**Goal of the exercise:** Please transcribe the data below exactly. Leave the pictures out.

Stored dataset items
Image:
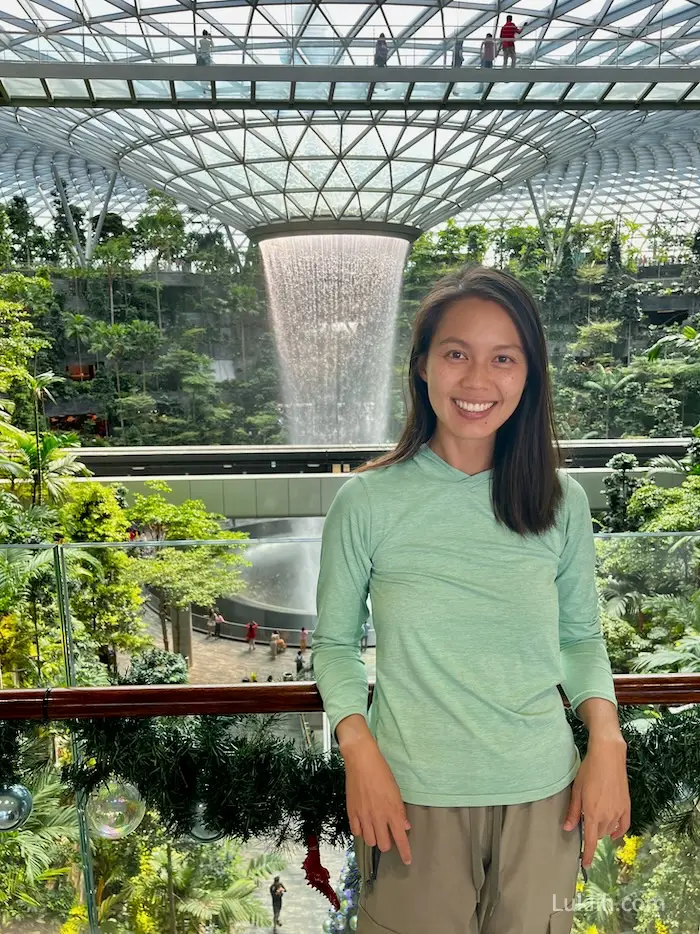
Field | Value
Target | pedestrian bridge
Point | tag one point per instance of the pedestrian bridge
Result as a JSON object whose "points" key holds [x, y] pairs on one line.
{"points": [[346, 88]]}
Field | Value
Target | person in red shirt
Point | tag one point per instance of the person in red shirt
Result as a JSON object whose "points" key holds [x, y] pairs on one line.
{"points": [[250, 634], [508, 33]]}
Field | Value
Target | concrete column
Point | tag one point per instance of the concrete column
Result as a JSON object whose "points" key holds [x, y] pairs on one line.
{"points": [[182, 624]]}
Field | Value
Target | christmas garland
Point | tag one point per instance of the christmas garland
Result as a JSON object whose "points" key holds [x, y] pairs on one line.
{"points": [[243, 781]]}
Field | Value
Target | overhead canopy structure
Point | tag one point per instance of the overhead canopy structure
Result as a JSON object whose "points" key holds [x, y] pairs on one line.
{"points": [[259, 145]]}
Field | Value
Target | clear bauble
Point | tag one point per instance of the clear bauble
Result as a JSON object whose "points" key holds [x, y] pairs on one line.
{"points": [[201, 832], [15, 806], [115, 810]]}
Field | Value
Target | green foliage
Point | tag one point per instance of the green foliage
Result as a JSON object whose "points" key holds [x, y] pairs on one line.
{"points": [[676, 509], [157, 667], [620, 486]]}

**Worked solution:**
Image:
Field | Value
Target | pedestrian bridge
Point | tag one point per instance of the pedestrian bridge
Result as a JSON object whose "points" key holds [x, y] pairs on one line.
{"points": [[346, 88]]}
Field | Value
Target | person in red shirt
Point | tag one point per instance of the person in red shirt
Result as a JSON object whose "points" key holds [x, y] pairs on one line.
{"points": [[250, 634], [508, 33]]}
Field | Value
Target | concrete column
Point | tag one point per instance of the concrete column
Result as a JSON object whose "points" key holds [x, y] pairs on one line.
{"points": [[182, 624]]}
Field | Value
Target | christmas garland
Point | tag one point per instance of the christmas garland
Result as a JSON object whose "points" key holds [x, y] pairs on one line.
{"points": [[243, 781]]}
Field | Value
Target | overhead canopy structure
Point | tag one point per instance of the overhead canopy structure
Result as a JSON object whose "points" key holds [x, y] pairs on one line.
{"points": [[259, 145]]}
Field | Value
Target | clear bauble
Point | tag one point per instance of the clear bauble
Result as a JSON object whose "points" key holds [x, y] pairs on one line.
{"points": [[201, 832], [15, 806], [115, 810]]}
Field | Value
Target | green foliage
Point | tag one point per instance of the green foliage
Result as a JSON object whose "points" key holds [x, y] pairs on one line.
{"points": [[676, 509], [157, 667], [620, 486]]}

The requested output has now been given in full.